▸ **REQUEST**:
Reproduce the entries below verbatim, line for line, and omit the images from your output.

▸ **DATA LISTING**:
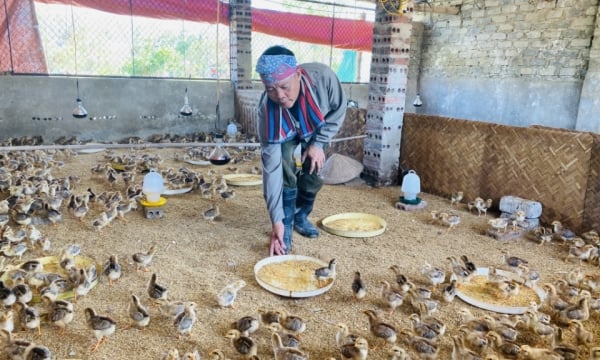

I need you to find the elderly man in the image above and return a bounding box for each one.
[256,46,347,256]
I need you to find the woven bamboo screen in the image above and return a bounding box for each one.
[582,134,600,232]
[400,114,600,231]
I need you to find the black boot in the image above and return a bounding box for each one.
[282,188,298,254]
[294,190,319,238]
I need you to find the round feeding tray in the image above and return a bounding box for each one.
[77,143,106,154]
[254,255,335,298]
[140,196,167,207]
[321,213,387,237]
[185,160,210,166]
[456,268,546,314]
[0,256,102,303]
[223,174,262,186]
[162,186,192,195]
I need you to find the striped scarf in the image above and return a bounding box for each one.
[264,69,325,144]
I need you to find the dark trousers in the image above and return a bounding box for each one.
[281,137,323,194]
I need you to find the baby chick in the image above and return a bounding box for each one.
[131,244,157,271]
[340,337,369,360]
[335,323,359,349]
[271,332,308,360]
[232,315,260,336]
[315,259,337,287]
[84,308,117,352]
[160,348,181,360]
[277,309,306,335]
[181,349,202,360]
[103,255,121,287]
[202,202,221,223]
[217,280,246,308]
[42,297,73,335]
[15,302,42,336]
[173,301,197,337]
[450,191,463,207]
[352,271,367,300]
[267,323,300,348]
[147,273,169,301]
[127,294,150,330]
[421,263,446,290]
[225,329,258,358]
[258,307,280,326]
[221,189,235,201]
[381,280,404,314]
[0,310,15,333]
[401,329,439,360]
[363,310,397,345]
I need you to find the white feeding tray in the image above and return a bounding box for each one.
[456,268,546,314]
[162,186,192,196]
[77,143,106,154]
[321,213,387,237]
[223,174,262,186]
[185,160,210,166]
[254,255,335,298]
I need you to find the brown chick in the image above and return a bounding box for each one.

▸ **TASK ANSWER**:
I need you to find the elderly man in the image above and return a bounding box for each one.
[256,46,347,256]
I need you to find the woven bamboo screen in the image above and return a bounding box for each one.
[582,134,600,232]
[400,114,600,231]
I need you to find the black boot in the image above and return a bounding box for each one.
[282,188,298,254]
[294,190,319,238]
I need you to find the round feeding tray in the image above and return a bounding box for each one.
[77,143,106,154]
[254,255,335,298]
[140,196,167,207]
[321,213,387,237]
[185,160,210,166]
[456,268,546,314]
[0,256,102,303]
[223,174,262,186]
[162,186,192,195]
I need you to find the striped scarf in the image above and return a bounding box for each one.
[264,69,325,144]
I need you to find the dark trousers in the image above and return a bounding box for each one.
[281,137,323,194]
I need you to find the baby chick in the image above and return a bounding box for each one.
[131,244,157,271]
[340,337,369,360]
[335,323,359,349]
[271,332,308,360]
[232,315,260,336]
[315,259,337,287]
[84,308,117,352]
[160,348,181,360]
[277,309,306,335]
[181,349,202,360]
[103,255,121,287]
[202,202,221,223]
[217,280,246,308]
[42,297,73,335]
[15,302,42,336]
[173,301,197,337]
[450,191,463,207]
[352,271,367,300]
[267,323,300,348]
[147,273,169,301]
[127,294,150,330]
[421,263,446,290]
[225,329,258,358]
[258,307,280,326]
[221,189,235,201]
[381,280,404,314]
[0,310,15,333]
[401,329,439,360]
[363,310,397,345]
I need you to find the white feeding tray in the image above and return a bounding box for each one.
[456,268,546,314]
[162,186,192,196]
[77,143,106,154]
[321,213,387,237]
[223,174,262,186]
[185,160,210,166]
[254,255,335,298]
I need you to find the brown chick in the image above and return a bounding box for each one.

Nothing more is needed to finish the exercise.